-- Opening Marker --

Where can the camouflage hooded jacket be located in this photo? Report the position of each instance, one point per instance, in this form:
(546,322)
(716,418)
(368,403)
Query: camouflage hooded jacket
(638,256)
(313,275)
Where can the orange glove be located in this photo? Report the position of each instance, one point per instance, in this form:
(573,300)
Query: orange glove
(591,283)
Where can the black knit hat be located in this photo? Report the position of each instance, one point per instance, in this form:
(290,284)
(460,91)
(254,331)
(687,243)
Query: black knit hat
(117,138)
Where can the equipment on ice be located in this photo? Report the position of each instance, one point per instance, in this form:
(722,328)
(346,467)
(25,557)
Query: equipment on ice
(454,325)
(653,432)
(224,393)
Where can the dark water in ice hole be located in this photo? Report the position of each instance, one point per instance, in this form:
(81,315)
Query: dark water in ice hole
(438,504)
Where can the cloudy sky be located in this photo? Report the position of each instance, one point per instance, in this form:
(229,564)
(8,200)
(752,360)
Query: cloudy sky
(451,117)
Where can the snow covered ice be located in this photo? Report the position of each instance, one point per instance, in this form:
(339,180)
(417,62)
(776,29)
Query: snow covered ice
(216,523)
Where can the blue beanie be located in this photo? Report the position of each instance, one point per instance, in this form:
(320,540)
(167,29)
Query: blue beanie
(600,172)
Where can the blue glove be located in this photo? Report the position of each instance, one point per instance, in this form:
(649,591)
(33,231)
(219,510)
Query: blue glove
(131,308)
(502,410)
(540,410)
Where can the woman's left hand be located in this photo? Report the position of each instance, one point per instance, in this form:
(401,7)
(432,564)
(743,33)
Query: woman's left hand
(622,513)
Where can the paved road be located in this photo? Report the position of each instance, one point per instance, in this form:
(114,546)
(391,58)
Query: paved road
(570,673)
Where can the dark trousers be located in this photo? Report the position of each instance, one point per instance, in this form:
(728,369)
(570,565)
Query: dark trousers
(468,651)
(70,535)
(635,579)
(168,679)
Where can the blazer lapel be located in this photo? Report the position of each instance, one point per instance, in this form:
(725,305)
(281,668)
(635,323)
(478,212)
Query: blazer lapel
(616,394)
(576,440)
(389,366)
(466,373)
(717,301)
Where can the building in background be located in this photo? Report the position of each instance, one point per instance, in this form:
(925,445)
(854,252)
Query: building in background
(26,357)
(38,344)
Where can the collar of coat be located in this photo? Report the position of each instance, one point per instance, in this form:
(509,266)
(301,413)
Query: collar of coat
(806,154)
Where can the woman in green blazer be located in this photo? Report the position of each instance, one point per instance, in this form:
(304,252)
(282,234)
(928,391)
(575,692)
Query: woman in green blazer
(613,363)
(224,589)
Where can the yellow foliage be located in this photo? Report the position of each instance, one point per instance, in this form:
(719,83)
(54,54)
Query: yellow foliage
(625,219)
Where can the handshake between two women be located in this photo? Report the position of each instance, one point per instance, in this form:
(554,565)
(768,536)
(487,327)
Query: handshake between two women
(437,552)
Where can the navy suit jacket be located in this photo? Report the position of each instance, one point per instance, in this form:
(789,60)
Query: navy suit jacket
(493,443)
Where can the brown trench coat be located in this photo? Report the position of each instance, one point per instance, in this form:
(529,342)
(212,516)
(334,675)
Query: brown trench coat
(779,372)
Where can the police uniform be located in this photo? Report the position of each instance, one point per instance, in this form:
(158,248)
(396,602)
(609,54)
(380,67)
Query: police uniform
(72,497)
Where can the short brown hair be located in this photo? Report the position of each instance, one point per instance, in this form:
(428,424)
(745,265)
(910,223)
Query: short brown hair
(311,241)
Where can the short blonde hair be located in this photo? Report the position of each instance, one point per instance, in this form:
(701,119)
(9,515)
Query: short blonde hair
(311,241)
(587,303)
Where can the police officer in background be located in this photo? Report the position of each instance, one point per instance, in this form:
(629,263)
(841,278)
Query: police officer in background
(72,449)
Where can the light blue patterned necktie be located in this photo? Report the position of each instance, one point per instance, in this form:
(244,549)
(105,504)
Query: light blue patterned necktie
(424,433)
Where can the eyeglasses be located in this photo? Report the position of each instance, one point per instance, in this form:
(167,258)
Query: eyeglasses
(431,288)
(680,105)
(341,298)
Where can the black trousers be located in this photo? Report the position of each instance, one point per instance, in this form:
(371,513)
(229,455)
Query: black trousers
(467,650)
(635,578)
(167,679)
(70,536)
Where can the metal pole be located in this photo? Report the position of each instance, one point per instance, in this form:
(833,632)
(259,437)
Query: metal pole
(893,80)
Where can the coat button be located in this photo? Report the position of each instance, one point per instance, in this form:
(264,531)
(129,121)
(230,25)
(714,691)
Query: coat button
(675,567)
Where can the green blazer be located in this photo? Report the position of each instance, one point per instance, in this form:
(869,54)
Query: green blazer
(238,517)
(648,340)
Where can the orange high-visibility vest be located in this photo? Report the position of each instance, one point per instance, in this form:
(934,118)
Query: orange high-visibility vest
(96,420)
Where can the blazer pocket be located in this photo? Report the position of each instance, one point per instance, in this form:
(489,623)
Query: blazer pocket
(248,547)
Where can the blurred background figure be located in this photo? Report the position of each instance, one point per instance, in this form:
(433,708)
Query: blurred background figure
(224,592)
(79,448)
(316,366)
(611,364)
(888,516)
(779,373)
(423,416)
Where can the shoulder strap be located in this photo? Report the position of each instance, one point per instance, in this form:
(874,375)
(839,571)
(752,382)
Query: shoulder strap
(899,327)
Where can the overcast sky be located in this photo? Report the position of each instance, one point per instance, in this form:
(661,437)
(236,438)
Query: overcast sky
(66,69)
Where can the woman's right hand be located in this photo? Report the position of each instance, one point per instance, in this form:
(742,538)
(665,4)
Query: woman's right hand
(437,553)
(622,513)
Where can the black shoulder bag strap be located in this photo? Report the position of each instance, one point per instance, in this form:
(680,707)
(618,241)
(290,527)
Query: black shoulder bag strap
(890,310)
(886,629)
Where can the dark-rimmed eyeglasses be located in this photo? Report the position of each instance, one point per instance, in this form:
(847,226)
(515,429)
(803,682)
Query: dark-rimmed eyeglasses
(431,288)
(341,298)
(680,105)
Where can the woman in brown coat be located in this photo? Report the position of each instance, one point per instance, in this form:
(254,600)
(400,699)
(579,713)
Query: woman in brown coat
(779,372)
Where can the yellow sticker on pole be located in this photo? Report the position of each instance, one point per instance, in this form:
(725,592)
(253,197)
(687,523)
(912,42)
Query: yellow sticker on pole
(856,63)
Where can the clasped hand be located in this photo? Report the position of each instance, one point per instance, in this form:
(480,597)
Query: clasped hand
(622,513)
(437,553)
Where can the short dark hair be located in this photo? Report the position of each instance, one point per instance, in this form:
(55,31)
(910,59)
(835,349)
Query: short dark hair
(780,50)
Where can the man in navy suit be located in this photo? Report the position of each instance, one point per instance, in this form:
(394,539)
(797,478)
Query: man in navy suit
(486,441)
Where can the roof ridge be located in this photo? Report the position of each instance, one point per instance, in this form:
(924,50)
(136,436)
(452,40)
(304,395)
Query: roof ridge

-- Closing Marker --

● **Your goal**: Would you show each line of the material above that contains the string "roof"?

● **Written answer**:
Where can the roof ridge be located in this photo? Report the position of each instance, one point per instance, in this form:
Query: roof ridge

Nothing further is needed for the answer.